O que se pede:
- a) As afirmações seguintes estão de acordo com o texto sobre o fim do anonimato dos dadores? (i) João Silva Carvalho é o atual presidente da Sociedade Portuguesa de Medicina de Reprodução. (ii) Segundo ele, a mudança vai afetar sobretudo a doação de ovócitos. (iii) Há milhares de embriões congelados nos centros. Responda sim ou não a cada uma e cite as palavras do texto que o decidem.
- b) Reescreva o trecho do texto sobre o fim do anonimato dos dadores que começa em "João Silva Carvalho, ex-presidente" e segue até "centros de PMA.", substituindo "afastar" por "desencorajar".
- c) Prolongue o texto sobre o fim do anonimato dos dadores a partir do ponto em que termina.

Excerto fornecido:

Vários especialistas alertam que as novas normas vão criar mais dificuldades aos casais que não conseguem ter filhos.

João Silva Carvalho, ex-presidente da Sociedade Portuguesa de Medicina de Reprodução, avisa que o fim do anonimato vai afastar os dadores e causar problemas nos centros de PMA.

“Vai afetar o funcionamento dos centros. Isso é indiscutível. Vai afetar sobretudo na doação de ovócitos e vai afetar na doação de embriões”, afirmou o responsável à Antena 1.


O ex-presidente da Sociedade Portuguesa de Medicina de Reprodução alerta “para a falta de quem queira receber os embriões que existem, aos milhares que existem congelados nos centros”.

“Temos muita falta em relação à doação de espermatozoides, que inspira da parte do dador um temor de que no futuro possa a vir ser revelado o seu nome. Portanto isso afeta, com toda a certeza, a doação para dadores portugueses”, acrescentou.

Dados fornecidos:
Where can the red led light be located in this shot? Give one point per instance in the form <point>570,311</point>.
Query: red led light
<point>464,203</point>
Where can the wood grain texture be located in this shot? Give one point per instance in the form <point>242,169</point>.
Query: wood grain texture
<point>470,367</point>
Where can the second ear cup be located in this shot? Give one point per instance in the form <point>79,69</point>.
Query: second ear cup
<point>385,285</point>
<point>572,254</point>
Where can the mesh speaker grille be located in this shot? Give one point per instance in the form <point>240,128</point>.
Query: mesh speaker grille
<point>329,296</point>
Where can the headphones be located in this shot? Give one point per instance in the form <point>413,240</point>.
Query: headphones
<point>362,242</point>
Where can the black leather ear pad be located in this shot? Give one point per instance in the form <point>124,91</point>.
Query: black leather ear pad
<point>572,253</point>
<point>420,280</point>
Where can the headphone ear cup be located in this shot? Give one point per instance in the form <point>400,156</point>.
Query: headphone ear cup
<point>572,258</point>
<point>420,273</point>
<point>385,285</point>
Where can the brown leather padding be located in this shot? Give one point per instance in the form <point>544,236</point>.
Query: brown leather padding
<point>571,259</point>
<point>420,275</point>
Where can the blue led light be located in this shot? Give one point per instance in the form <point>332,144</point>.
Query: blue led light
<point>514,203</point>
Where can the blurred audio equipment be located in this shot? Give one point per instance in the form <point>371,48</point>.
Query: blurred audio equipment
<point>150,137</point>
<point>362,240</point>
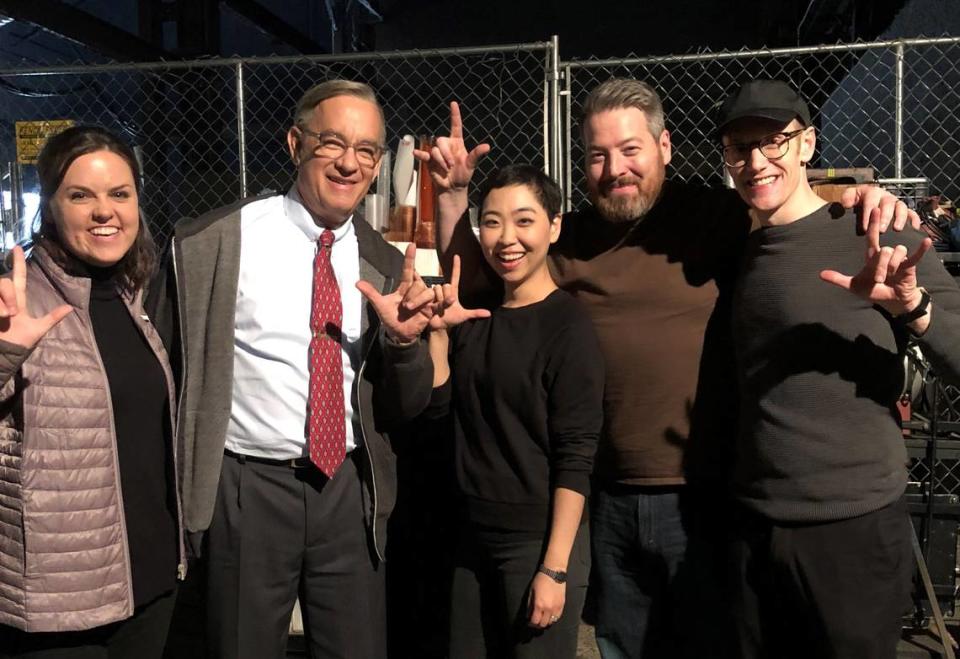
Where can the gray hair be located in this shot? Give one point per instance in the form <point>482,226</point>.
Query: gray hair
<point>620,93</point>
<point>330,89</point>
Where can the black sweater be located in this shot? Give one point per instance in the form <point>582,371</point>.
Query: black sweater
<point>138,393</point>
<point>820,371</point>
<point>527,386</point>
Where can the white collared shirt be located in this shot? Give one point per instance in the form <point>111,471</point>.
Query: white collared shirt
<point>271,374</point>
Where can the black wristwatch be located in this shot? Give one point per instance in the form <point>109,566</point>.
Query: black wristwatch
<point>557,575</point>
<point>919,311</point>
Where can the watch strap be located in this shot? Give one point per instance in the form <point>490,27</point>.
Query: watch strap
<point>557,575</point>
<point>919,311</point>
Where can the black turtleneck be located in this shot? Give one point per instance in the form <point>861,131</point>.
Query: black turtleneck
<point>142,421</point>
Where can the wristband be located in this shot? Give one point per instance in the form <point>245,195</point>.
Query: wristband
<point>557,575</point>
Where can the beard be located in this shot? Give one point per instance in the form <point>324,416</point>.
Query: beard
<point>628,208</point>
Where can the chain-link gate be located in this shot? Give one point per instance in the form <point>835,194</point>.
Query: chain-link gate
<point>889,105</point>
<point>212,131</point>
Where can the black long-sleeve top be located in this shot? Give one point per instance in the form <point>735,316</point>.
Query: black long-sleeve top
<point>527,396</point>
<point>141,418</point>
<point>821,369</point>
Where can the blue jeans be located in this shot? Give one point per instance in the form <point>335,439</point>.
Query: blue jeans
<point>658,573</point>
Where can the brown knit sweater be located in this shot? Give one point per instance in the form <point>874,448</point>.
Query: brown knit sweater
<point>650,289</point>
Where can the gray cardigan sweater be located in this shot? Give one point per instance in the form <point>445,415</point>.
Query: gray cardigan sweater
<point>193,305</point>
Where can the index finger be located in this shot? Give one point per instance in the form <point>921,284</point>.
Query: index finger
<point>409,264</point>
<point>873,233</point>
<point>20,277</point>
<point>456,122</point>
<point>455,272</point>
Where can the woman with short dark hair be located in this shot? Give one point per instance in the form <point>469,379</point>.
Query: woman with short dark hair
<point>90,549</point>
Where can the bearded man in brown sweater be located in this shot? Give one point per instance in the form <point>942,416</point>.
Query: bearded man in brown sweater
<point>652,261</point>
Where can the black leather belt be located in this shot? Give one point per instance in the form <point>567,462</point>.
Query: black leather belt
<point>292,463</point>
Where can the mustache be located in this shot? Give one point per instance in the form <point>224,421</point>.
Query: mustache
<point>626,179</point>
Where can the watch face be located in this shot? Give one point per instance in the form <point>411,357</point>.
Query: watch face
<point>557,575</point>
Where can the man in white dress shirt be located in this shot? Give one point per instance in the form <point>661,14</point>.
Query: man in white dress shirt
<point>238,300</point>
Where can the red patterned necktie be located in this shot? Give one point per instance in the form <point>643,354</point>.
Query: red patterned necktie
<point>326,422</point>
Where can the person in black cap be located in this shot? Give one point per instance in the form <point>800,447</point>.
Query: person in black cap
<point>822,549</point>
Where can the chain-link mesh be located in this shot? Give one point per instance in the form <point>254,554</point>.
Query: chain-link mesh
<point>183,118</point>
<point>852,91</point>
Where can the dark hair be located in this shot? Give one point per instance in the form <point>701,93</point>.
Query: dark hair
<point>545,188</point>
<point>58,153</point>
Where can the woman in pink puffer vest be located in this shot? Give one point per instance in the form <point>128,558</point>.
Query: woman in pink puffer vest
<point>90,547</point>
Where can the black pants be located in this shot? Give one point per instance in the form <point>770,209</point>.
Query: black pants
<point>827,590</point>
<point>279,533</point>
<point>141,636</point>
<point>491,584</point>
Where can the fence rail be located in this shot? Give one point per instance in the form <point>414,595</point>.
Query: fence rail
<point>212,130</point>
<point>890,105</point>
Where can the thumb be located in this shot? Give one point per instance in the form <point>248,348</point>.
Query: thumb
<point>369,291</point>
<point>476,313</point>
<point>837,278</point>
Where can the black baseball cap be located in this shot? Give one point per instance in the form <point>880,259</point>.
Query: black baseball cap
<point>767,99</point>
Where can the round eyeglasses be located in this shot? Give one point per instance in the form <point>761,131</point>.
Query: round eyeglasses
<point>772,147</point>
<point>332,145</point>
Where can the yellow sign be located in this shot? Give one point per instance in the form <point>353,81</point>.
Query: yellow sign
<point>32,134</point>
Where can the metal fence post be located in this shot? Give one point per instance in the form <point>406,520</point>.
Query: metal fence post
<point>556,153</point>
<point>898,112</point>
<point>241,131</point>
<point>568,173</point>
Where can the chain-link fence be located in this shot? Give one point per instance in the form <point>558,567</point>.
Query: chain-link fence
<point>210,132</point>
<point>888,105</point>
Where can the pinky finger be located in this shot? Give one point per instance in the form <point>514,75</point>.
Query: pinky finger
<point>922,249</point>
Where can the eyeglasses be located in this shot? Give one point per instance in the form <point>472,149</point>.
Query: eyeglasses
<point>332,145</point>
<point>772,147</point>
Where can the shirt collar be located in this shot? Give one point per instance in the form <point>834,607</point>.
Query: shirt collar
<point>297,212</point>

Respostas:
- a)
(i) Não: “João Silva Carvalho, ex-presidente da Sociedade Portuguesa de Medicina de Reprodução”
(ii) Sim: “Vai afetar sobretudo na doação de ovócitos”
(iii) Sim: “aos milhares que existem congelados nos centros”

- b)
João Silva Carvalho, ex-presidente da Sociedade Portuguesa de Medicina de Reprodução, avisa que o fim do anonimato vai desencorajar os dadores e causar problemas nos centros de PMA.

- c)
Portugal não vai voltar atrás
Rafael Vale e Reis, professor de Direito da Universidade de Coimbra, admite que o número de doações de esperma, ovócitos ou embriões e pode descer, mas considera que Portugal não vai voltar atrás e que o fim do anonimato só devia ser para doações futuras.

“Estamos na linha da frente, junto de países que também foram arrojados no momento em que decidiram não considerar a regra do anonimato. Estamos no clube do Reino Unido e da Holanda. Países que no caso do Reino Unido e da Suécia mudaram a lei. Começaram por ter soluções de anonimato, que acabaram por ser insustentáveis também. O Reino Unido mudou em 2004 com início de vigência em 2005”, afirmou o juiz desembargador à Antena 1.

Rafael Vale e Reis considera que “deveria ter havido aqui alguma limitação de efeitos da decisão do Tribunal, para evitar que fossem abrangidas as dádivas passadas. O Reino Unido, o que fez foi dizer que, no fundo, esta alteração não tinha efeitos retroativos”.

“Só o legislador agora, percebendo e lendo a decisão do Tribunal Constitucional pode criar um regime transitório. Eu penso que isso não é impossível. De certa forma dizer que talvez só para o futuro. Só nas dádivas feitas a partir de agora é que a regra do anonimato não vigora”, defendeu.

Em declarações ao Público, Rafael Vale e Reis afirma que posição do Tribunal Constitucional “é revolucionária”. “Não estávamos à espera”.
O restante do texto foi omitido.